begin SUPPLIED MATERIAL
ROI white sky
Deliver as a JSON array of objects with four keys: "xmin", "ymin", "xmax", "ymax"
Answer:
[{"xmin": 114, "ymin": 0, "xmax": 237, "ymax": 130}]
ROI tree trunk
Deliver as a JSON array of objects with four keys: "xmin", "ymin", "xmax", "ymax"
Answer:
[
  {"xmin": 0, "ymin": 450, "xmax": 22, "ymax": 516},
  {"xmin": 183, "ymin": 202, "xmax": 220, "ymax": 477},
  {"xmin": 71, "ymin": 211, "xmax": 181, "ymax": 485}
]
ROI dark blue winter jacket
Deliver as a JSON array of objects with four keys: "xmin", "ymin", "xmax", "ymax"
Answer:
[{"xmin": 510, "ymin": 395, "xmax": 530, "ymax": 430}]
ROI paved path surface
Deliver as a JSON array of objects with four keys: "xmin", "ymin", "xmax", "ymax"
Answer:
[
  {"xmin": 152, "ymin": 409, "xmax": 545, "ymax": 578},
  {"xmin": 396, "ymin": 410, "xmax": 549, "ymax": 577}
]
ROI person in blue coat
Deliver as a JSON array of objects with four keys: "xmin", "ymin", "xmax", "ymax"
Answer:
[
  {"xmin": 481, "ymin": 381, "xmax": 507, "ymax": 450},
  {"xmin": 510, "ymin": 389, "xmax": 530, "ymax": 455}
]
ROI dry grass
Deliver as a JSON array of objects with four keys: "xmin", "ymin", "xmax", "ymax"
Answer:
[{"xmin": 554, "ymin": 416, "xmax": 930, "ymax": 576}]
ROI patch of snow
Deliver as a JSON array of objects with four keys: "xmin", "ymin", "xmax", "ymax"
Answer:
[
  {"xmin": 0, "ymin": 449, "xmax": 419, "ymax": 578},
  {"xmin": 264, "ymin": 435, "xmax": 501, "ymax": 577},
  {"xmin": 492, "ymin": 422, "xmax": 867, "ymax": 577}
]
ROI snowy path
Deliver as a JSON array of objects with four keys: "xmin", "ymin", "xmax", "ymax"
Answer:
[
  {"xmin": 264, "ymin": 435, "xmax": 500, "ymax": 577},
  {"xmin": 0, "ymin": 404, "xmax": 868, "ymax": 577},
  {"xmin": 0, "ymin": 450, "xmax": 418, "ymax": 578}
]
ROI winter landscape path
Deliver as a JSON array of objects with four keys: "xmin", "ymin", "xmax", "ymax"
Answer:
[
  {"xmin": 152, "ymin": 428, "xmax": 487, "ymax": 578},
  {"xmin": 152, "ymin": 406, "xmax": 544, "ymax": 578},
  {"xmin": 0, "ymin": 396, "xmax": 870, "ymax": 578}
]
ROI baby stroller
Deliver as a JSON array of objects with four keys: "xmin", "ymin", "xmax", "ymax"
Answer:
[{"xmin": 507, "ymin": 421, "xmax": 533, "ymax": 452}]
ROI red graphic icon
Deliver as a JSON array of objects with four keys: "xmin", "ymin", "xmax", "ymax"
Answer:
end SUPPLIED MATERIAL
begin SUPPLIED MATERIAL
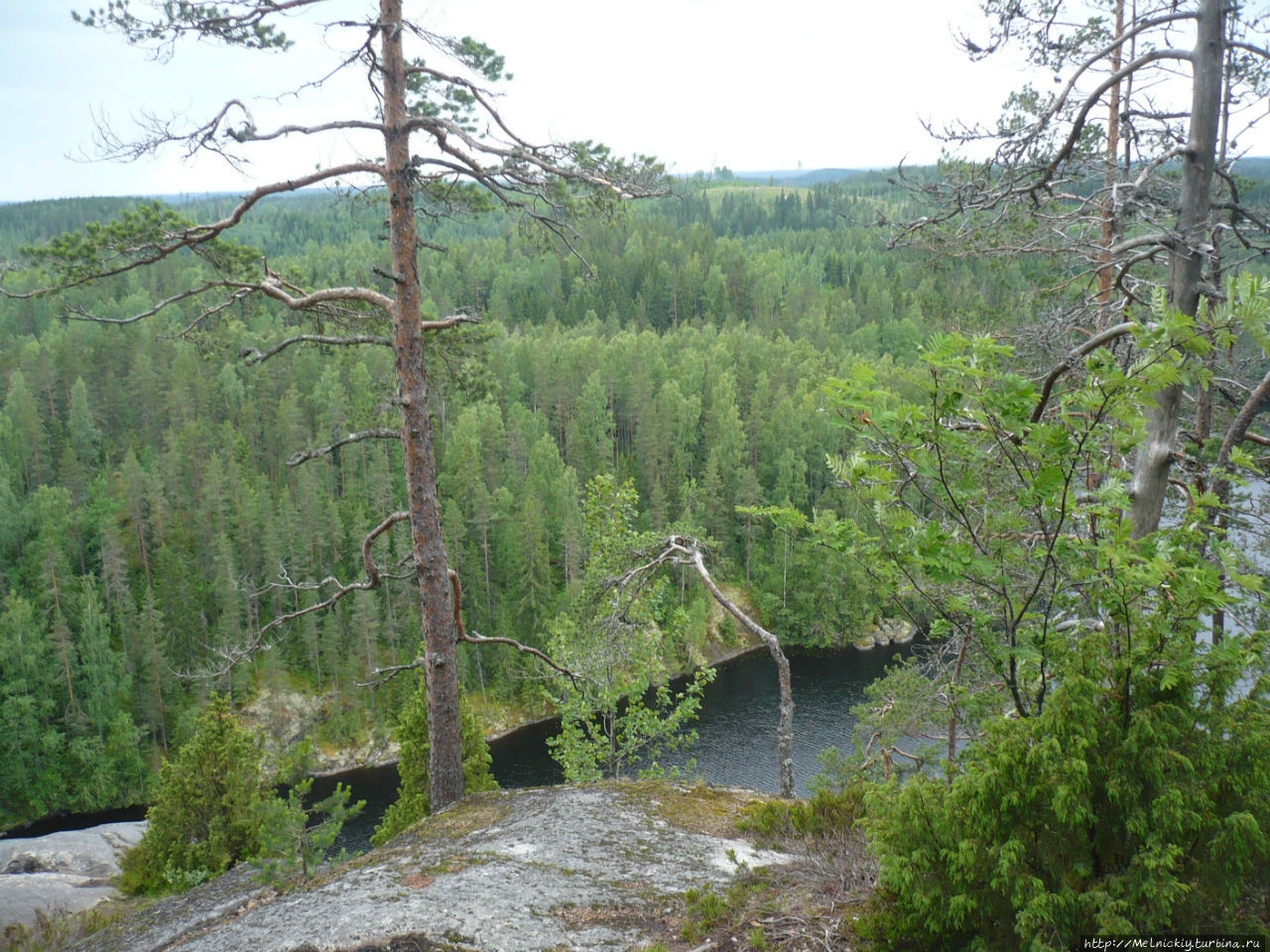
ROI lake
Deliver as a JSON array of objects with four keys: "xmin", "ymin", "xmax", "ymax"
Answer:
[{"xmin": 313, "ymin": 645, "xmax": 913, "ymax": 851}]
end SUPPLIED MATERIAL
WHAT IS BEING ASKED:
Can you locate each line of the material above that contains the word "blue" and copy those lines out in full?

RESULT FOR THIS EXERCISE:
ROI dark blue winter jacket
ROI person in blue coat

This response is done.